(Region annotation entries)
---

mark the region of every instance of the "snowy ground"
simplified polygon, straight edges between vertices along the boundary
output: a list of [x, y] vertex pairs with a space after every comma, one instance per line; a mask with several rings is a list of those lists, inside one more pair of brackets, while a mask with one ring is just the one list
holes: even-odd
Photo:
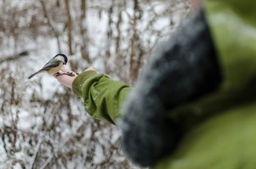
[[[12, 2], [12, 6], [21, 8], [31, 3], [31, 1]], [[108, 3], [106, 1], [105, 3], [108, 6]], [[125, 38], [131, 31], [129, 16], [132, 15], [133, 9], [129, 6], [122, 14], [124, 21], [121, 30], [124, 34], [121, 48], [124, 50], [129, 45]], [[166, 8], [164, 3], [156, 1], [148, 6], [145, 6], [145, 11], [152, 10], [152, 6], [157, 13], [161, 13]], [[184, 6], [180, 6], [181, 9]], [[170, 29], [171, 20], [178, 25], [182, 20], [180, 16], [184, 16], [181, 15], [184, 12], [177, 10], [173, 16], [163, 17], [154, 22], [153, 27], [161, 30], [163, 35], [167, 35], [172, 31]], [[88, 49], [92, 58], [95, 59], [92, 64], [98, 71], [102, 72], [104, 59], [98, 56], [104, 54], [102, 51], [106, 50], [108, 40], [106, 36], [108, 29], [108, 13], [103, 11], [100, 17], [99, 11], [92, 9], [88, 15], [89, 17], [85, 24], [88, 26], [90, 40]], [[150, 13], [144, 13], [142, 21], [138, 26], [139, 29], [143, 30], [147, 26], [150, 15]], [[113, 17], [114, 21], [116, 20], [116, 15]], [[113, 33], [114, 36], [117, 34], [115, 31]], [[148, 46], [166, 38], [164, 36], [159, 39], [150, 31], [143, 31], [140, 36], [144, 40], [145, 45]], [[109, 168], [118, 168], [116, 166], [124, 165], [127, 159], [119, 145], [122, 135], [119, 129], [92, 119], [84, 112], [82, 101], [72, 92], [67, 92], [69, 89], [60, 85], [51, 75], [40, 74], [31, 80], [28, 79], [29, 75], [58, 53], [56, 39], [38, 36], [36, 40], [31, 40], [24, 37], [21, 43], [14, 47], [14, 40], [12, 37], [4, 36], [1, 32], [0, 36], [5, 38], [0, 43], [0, 59], [24, 50], [29, 51], [28, 56], [17, 61], [0, 63], [0, 70], [8, 69], [6, 72], [9, 73], [0, 77], [2, 81], [0, 107], [1, 111], [4, 110], [0, 113], [2, 136], [0, 139], [0, 168], [19, 169], [25, 168], [24, 166], [26, 168], [44, 168], [44, 165], [49, 164], [52, 168], [100, 168], [100, 165], [106, 160], [114, 163]], [[63, 35], [61, 40], [63, 52], [67, 54], [67, 36]], [[68, 57], [70, 60], [77, 62], [81, 59], [78, 52]], [[88, 66], [85, 62], [80, 62], [78, 69], [83, 70]], [[67, 68], [70, 68], [68, 64]], [[119, 79], [115, 73], [113, 75]], [[15, 88], [12, 87], [12, 82], [14, 82], [12, 83]], [[13, 97], [12, 90], [15, 92]], [[12, 99], [17, 103], [9, 101]], [[68, 102], [68, 111], [65, 110], [65, 101]], [[52, 131], [49, 128], [52, 128]], [[13, 149], [13, 147], [15, 149]], [[92, 158], [88, 159], [91, 156]], [[52, 164], [54, 163], [52, 161], [58, 165]], [[128, 166], [131, 168], [140, 168], [131, 163]]]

---

PROBLEM DESCRIPTION: Please locate each line in the entries above that contains the word "every", and copy those lines out in full.

EXERCISE RESULT:
mark the region of every instance of the "snowy ground"
output: a list of [x, y] vertex pairs with a space after every comma, one instance per line; a mask with several rings is a list of those lists, inside one more pair of brackets, while a mask with one ring is just the one list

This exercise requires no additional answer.